- What you should do:
Would you please give all the lines below again, exactly as they stand?

- Records for this exercise:
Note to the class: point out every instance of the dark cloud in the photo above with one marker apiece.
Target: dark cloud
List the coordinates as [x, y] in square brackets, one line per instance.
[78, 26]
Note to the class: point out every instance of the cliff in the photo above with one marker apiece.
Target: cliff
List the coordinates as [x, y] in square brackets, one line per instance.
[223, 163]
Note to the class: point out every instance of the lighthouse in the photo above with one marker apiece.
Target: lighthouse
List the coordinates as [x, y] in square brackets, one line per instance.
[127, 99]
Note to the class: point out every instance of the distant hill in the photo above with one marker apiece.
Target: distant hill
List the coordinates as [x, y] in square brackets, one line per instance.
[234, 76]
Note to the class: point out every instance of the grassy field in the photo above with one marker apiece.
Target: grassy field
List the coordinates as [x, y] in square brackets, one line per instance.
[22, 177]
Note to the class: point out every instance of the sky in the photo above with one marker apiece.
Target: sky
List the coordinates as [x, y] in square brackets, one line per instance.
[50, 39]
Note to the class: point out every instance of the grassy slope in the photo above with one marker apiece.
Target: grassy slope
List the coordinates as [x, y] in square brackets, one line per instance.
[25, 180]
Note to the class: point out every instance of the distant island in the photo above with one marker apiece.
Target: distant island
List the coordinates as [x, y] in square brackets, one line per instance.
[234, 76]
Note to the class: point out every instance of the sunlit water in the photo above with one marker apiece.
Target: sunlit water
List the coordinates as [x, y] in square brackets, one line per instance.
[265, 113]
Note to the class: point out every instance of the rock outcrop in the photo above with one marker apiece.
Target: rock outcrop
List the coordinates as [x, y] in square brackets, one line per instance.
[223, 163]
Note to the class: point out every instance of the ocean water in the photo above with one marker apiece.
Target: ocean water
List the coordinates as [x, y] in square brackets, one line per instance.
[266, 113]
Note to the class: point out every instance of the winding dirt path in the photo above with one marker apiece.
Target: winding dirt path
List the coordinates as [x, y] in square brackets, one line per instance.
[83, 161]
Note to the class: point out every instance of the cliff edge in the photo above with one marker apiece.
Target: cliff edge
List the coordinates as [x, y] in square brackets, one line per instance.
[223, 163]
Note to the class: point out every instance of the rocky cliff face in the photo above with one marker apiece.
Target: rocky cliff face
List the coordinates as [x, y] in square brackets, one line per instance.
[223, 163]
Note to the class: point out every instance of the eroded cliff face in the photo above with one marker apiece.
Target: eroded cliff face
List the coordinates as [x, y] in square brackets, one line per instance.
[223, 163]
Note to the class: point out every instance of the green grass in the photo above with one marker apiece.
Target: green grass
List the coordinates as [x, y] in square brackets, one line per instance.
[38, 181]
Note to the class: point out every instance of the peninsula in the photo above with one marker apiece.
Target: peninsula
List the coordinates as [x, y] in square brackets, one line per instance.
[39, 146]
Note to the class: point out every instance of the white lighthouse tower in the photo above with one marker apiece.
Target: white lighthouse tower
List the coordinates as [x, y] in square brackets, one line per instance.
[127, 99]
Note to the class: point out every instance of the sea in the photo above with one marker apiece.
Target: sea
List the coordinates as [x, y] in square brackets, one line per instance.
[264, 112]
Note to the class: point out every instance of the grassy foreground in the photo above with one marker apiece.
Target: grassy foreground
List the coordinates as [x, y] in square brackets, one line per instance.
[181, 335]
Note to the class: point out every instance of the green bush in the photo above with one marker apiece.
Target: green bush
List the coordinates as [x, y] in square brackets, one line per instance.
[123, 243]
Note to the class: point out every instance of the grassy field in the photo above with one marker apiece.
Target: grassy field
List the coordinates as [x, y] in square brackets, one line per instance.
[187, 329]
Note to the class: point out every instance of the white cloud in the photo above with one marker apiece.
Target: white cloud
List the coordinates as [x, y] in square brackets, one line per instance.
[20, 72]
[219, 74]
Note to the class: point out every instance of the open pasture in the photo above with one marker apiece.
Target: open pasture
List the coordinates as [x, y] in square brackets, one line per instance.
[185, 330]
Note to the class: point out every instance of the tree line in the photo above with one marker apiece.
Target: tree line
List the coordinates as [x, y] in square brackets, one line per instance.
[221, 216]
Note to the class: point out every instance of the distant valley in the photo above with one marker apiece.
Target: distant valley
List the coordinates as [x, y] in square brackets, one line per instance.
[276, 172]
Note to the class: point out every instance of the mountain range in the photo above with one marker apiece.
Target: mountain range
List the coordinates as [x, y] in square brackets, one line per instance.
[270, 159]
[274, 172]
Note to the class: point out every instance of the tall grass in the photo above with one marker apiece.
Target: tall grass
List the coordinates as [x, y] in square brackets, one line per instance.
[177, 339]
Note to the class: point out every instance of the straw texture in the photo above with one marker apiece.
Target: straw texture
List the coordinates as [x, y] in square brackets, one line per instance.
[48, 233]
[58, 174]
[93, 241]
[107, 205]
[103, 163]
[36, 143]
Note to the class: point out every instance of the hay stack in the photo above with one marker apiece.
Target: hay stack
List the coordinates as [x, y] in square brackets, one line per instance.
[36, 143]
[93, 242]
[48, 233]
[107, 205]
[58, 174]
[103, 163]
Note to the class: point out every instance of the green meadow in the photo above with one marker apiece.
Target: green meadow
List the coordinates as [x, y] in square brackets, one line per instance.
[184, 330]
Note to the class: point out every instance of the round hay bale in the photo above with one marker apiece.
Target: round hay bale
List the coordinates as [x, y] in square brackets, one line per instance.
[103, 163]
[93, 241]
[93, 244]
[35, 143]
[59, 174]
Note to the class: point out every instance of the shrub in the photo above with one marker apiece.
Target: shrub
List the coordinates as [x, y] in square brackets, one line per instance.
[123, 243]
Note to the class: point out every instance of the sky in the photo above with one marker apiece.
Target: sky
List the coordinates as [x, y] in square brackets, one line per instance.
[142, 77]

- Written answer:
Note to the class: point out every instance of the dark cloud in the photo above with one marker apiece.
Target: dark cloud
List the coordinates as [x, y] in square brackets, one line per instance.
[78, 26]
Note to the class: point out every instance of the cliff in the photo above with one marker apiece.
Target: cliff
List the coordinates as [x, y] in square brackets, one line per instance.
[223, 163]
Note to the class: point out every instance of the lighthouse in the photo above with one marker apiece.
Target: lighthouse
List the coordinates as [x, y] in square brackets, one line per instance.
[127, 99]
Note to the class: point out every instance of the distant hill in the photo above with one marker apiece.
Target: distant hill
List the coordinates as [x, y] in square brackets, one line per instance.
[234, 76]
Note to the class: point out every instance of the grassy field in the photo above with one marker apiece.
Target: grassy field
List the coordinates as [x, y] in square brackets, one line per instance.
[22, 177]
Note to the class: point out every instance of the sky in the photo above with one marker apiece.
Target: sky
List the coordinates as [x, y] in square brackets, one line per instance.
[50, 39]
Note to the class: point out every instance of the grassy slope in the photo above with one marker apiece.
Target: grassy slope
List the coordinates as [x, y] in square brackets, one line per instance.
[25, 180]
Note to the class: point out every instance of the distant island in the photo above with one marker apiece.
Target: distant island
List the coordinates as [x, y] in square brackets, one line per instance.
[234, 76]
Note to the class: point out every instance of the sunlit water in the photo above with one marker apiece.
Target: sunlit water
List the coordinates as [x, y] in square brackets, one line per instance.
[265, 113]
Note to the class: point out every instance of the rock outcrop in the photo above with one marker apiece.
Target: rock outcrop
List the coordinates as [x, y] in square brackets, one line per instance.
[223, 163]
Note to the class: point out every instance of the ocean water in the photo above with one marker apiece.
Target: ocean water
List the coordinates as [x, y] in square brackets, one line per instance.
[266, 113]
Note to the class: point out every instance of the winding dirt path in the photo above with one marker apiece.
Target: winding dirt path
List the coordinates as [x, y] in square brackets, one line per instance.
[83, 161]
Note to the class: point out every instance of the cliff edge in the photo above with one marker apiece.
Target: cliff edge
List the coordinates as [x, y] in square brackets, one line per instance.
[223, 163]
Note to the class: point out every instance of the rocky cliff face in the photo above with one marker apiece.
Target: rocky cliff face
List the coordinates as [x, y] in square brackets, one line per instance.
[223, 163]
Note to the class: point out every instance of the eroded cliff face in the photo above with one marker apiece.
Target: eroded cliff face
List the coordinates as [x, y] in square brackets, one line per instance.
[223, 163]
Note to the class: point out every instance of the green grass in the photo above with one marker apiece.
Target: green grass
List the coordinates as [x, y] in square brackets, one line per instance.
[38, 181]
Note to the class: point out every instance of the peninsula in the photo above with one marker apiece.
Target: peninsula
List the coordinates as [x, y] in square brackets, one line per instance.
[39, 146]
Note to the class: point out every instance of the white lighthouse tower in the photo above with one marker apiece.
Target: white lighthouse tower
List the coordinates as [x, y] in square brackets, one line per instance.
[127, 99]
Note to the class: point out every instance of the sea in the photo above with one marker apiece.
Target: sea
List the coordinates as [x, y] in square brackets, one line per instance.
[264, 112]
Note to the class: point out every instance of the grassy foreground in the photo above with one marker apiece.
Target: grassy foreground
List the coordinates as [x, y] in square brackets, one line per instance.
[181, 335]
Note to the class: point out every instance of the green bush in the photo above with one marker apiece.
Target: green bush
List the coordinates as [x, y] in square brackets, one line per instance.
[123, 243]
Note to the class: point out every instance of the grassy field in the photo above with one marker apiece.
Target: grassy field
List the coordinates as [x, y] in square brackets, one line per instance.
[187, 329]
Note to the class: point out every instance of the white cloud in the photo above with one marker apiece.
Target: white cloud
List the coordinates as [x, y] in square brackets, one line per instance.
[20, 72]
[219, 74]
Note to the class: point out every instance of the open pasture in the photo above with one marker apiece.
Target: open pasture
List the coordinates as [x, y] in square brackets, one line per instance.
[185, 330]
Note to the class: point out every instance of the tree line in the photo above with one marker apiece.
Target: tree line
List the coordinates as [x, y] in square brackets, one line per instance.
[221, 216]
Note to the class: point out every instance of the distant valley in the photo above with one marker apiece.
Target: distant valley
List the coordinates as [x, y] in square brackets, one line per instance.
[276, 172]
Note to the class: point out every instance of the mountain range in the photo above with one marker apiece.
Target: mountain range
List the coordinates as [x, y] in square brackets, one line per instance.
[270, 159]
[274, 172]
Note to the class: point out every instance of the tall grass in the photo above with one marker apiece.
Target: tall grass
List the coordinates as [x, y] in square brackets, one line per instance.
[177, 339]
Note to the class: point out every instance of the straw texture in the photo above with one marker apiece.
Target: straw texture
List the coordinates as [x, y] in square brackets, one line per instance.
[48, 233]
[58, 174]
[93, 241]
[107, 205]
[103, 163]
[36, 143]
Note to the class: point out every instance of the hay stack in the photo above with one marker apiece.
Target: hay stack
List the coordinates as [x, y] in square brackets, one line per instance.
[36, 143]
[93, 242]
[48, 233]
[107, 205]
[58, 174]
[103, 163]
Note to the class: point out every instance of the green meadow in the photo above with one marker apiece.
Target: green meadow
List the coordinates as [x, y] in square brackets, one line per instance.
[184, 330]
Note to the class: point out every instance of the round hay bale in the photo above with one marker apiece.
Target: round hay bale
List the coordinates as [x, y] in square brackets, one line per instance.
[103, 163]
[93, 241]
[93, 244]
[35, 143]
[59, 174]
Note to the class: point out every instance of the shrub in the photo above with one marker apiece.
Target: shrub
List the coordinates as [x, y] in square brackets, one line per instance.
[123, 243]
Note to the class: point out every instance of the sky in the photo above with one marker apiece.
Target: sky
List the coordinates as [x, y] in square brackets, one line per instance.
[142, 77]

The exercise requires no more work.